---------- EXERCISE DATA ----------
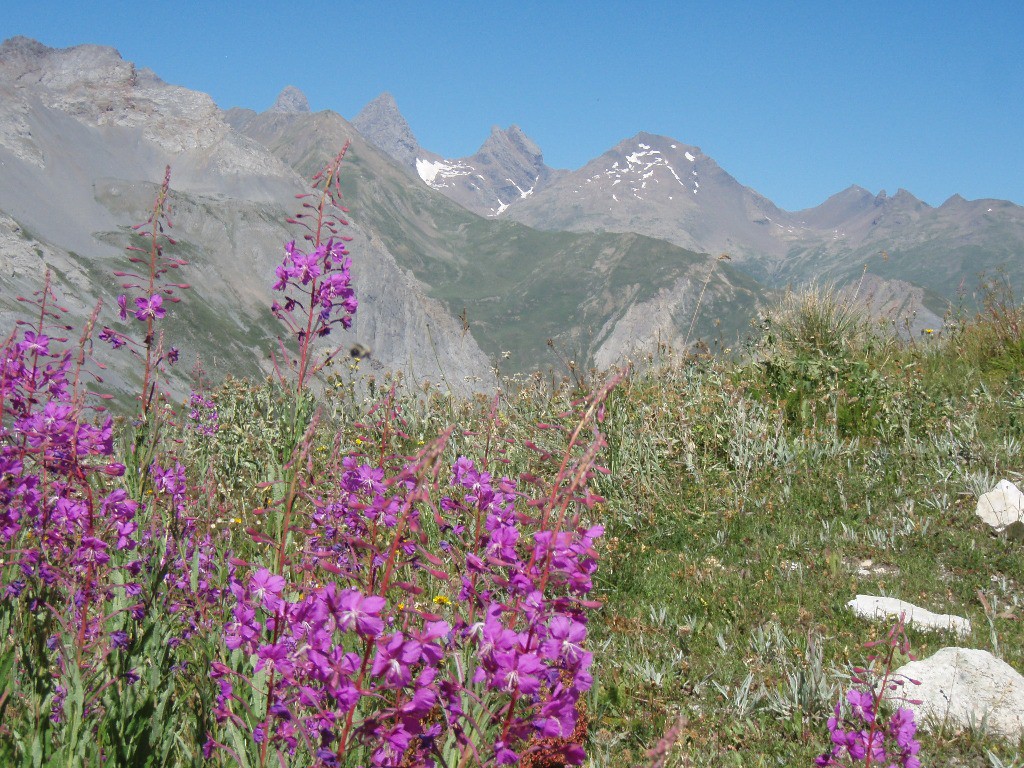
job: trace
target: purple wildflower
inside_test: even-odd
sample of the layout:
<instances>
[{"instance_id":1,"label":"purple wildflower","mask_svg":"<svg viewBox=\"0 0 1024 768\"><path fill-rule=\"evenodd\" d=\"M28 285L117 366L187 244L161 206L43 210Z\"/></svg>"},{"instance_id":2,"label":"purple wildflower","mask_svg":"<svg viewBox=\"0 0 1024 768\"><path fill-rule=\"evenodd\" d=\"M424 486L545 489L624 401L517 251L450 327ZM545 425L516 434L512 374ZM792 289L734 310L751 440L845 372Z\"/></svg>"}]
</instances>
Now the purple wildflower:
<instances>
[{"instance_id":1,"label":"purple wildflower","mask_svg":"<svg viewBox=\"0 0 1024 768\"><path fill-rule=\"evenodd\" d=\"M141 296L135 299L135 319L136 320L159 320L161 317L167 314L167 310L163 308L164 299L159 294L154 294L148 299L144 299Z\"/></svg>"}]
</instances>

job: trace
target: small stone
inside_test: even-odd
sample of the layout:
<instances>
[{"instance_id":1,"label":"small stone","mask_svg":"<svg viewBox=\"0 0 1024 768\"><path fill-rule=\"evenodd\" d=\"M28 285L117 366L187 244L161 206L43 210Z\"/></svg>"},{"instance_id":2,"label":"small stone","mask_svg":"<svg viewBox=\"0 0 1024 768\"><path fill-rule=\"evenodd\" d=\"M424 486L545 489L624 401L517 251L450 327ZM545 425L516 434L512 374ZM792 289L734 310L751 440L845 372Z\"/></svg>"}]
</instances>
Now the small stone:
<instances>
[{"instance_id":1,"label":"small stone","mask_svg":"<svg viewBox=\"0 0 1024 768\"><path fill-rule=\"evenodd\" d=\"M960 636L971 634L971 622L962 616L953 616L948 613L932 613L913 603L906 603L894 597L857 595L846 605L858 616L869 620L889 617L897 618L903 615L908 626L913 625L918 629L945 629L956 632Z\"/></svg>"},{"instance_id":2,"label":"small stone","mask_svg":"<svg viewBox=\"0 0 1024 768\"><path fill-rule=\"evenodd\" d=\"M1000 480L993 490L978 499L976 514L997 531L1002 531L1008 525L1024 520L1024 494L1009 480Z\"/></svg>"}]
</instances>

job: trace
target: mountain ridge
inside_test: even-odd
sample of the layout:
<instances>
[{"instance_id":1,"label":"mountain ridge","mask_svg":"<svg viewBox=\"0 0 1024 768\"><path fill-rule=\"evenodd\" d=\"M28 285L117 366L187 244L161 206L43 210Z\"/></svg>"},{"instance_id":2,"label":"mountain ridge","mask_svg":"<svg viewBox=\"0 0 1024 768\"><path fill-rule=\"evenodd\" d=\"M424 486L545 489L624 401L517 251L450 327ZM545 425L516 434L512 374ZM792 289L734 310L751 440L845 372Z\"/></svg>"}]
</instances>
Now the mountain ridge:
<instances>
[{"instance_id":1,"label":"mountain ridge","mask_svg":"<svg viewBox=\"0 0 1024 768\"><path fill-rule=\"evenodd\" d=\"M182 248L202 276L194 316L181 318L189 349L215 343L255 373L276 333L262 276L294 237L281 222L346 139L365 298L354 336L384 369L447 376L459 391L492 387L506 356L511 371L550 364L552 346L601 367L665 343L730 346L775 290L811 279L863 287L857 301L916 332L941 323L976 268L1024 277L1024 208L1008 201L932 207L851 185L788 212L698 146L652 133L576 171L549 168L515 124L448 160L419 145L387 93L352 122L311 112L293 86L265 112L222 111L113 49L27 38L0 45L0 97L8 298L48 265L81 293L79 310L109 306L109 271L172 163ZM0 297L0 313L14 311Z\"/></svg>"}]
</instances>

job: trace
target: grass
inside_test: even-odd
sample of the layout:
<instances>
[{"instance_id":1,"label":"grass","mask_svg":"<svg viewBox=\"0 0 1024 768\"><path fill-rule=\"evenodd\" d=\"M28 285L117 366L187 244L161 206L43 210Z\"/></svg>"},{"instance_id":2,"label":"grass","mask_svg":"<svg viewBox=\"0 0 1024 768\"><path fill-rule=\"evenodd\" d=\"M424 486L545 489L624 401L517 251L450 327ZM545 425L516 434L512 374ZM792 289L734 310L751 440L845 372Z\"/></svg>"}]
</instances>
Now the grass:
----------
---------- EXERCISE DATA ----------
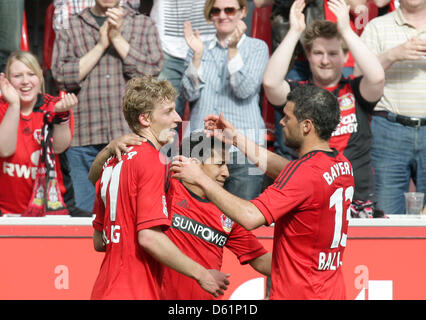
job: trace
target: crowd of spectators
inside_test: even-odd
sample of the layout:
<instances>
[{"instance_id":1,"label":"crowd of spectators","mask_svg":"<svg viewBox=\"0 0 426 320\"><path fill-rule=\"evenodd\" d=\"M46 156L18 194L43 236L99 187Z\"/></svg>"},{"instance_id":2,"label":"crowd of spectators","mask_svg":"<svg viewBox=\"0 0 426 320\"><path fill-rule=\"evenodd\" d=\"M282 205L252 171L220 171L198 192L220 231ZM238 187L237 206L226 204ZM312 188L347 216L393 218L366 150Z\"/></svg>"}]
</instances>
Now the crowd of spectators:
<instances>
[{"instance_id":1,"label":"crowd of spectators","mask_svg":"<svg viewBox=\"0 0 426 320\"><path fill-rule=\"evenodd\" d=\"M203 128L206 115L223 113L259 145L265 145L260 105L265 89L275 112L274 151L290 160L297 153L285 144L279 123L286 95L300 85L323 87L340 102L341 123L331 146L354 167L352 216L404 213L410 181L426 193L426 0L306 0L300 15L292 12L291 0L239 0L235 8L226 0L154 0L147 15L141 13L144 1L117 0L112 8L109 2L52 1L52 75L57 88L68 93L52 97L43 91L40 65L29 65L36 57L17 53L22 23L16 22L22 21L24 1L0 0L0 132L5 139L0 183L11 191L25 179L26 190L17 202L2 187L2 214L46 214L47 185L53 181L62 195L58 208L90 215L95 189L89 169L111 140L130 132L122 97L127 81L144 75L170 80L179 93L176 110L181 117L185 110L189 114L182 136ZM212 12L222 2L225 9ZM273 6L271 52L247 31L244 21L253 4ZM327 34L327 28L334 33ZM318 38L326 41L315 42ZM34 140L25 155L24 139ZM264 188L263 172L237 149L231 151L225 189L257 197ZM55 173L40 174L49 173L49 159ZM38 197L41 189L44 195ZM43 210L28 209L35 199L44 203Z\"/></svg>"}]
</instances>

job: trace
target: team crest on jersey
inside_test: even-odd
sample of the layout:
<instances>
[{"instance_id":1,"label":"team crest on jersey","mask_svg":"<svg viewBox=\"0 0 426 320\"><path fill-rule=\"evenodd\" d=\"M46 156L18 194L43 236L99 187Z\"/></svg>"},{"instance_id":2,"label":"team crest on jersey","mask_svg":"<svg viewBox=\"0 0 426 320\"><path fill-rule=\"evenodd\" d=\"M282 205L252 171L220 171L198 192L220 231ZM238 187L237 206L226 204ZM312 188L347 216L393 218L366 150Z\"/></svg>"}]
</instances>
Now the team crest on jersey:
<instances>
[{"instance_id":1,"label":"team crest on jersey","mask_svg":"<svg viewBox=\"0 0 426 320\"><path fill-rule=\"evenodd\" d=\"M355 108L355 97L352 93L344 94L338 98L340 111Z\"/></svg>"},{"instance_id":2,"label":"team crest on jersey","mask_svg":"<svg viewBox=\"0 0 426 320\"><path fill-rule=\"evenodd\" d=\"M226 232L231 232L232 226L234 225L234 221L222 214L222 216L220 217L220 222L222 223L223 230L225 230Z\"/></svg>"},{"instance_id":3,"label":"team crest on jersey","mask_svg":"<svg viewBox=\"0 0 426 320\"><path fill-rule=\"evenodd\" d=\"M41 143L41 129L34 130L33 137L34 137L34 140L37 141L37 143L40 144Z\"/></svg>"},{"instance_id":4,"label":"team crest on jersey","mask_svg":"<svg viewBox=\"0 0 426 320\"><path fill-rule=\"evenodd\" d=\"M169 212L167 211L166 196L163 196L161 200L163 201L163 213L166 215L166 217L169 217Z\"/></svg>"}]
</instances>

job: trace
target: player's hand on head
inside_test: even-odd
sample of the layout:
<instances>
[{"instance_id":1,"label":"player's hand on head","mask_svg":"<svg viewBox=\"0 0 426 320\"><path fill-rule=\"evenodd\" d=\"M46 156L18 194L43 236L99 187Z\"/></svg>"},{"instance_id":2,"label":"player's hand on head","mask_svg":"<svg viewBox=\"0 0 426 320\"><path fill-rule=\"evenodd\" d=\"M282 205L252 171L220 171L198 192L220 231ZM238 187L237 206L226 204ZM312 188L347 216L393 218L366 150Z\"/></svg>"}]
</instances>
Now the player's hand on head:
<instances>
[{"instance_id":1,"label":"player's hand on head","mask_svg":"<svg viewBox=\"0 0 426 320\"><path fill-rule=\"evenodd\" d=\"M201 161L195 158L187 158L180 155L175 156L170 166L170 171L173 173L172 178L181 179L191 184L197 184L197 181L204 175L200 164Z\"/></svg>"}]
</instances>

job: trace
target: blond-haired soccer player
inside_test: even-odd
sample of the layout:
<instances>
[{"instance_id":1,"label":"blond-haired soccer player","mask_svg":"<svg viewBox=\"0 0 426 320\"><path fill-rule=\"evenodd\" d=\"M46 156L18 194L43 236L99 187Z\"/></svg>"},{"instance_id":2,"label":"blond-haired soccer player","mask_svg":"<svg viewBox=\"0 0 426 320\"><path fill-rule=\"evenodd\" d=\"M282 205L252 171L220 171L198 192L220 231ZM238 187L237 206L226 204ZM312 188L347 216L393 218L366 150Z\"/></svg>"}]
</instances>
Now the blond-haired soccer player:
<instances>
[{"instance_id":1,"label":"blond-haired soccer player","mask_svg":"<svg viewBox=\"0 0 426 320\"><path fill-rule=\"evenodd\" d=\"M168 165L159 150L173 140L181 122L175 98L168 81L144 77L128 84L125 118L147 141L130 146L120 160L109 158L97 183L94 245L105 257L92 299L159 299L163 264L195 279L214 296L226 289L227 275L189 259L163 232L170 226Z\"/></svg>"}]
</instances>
----------
WHAT THE TASK REQUIRES » Looking at the records above, how many lines have the word "grass" in them? State the number only.

SOLVED PROBLEM » 3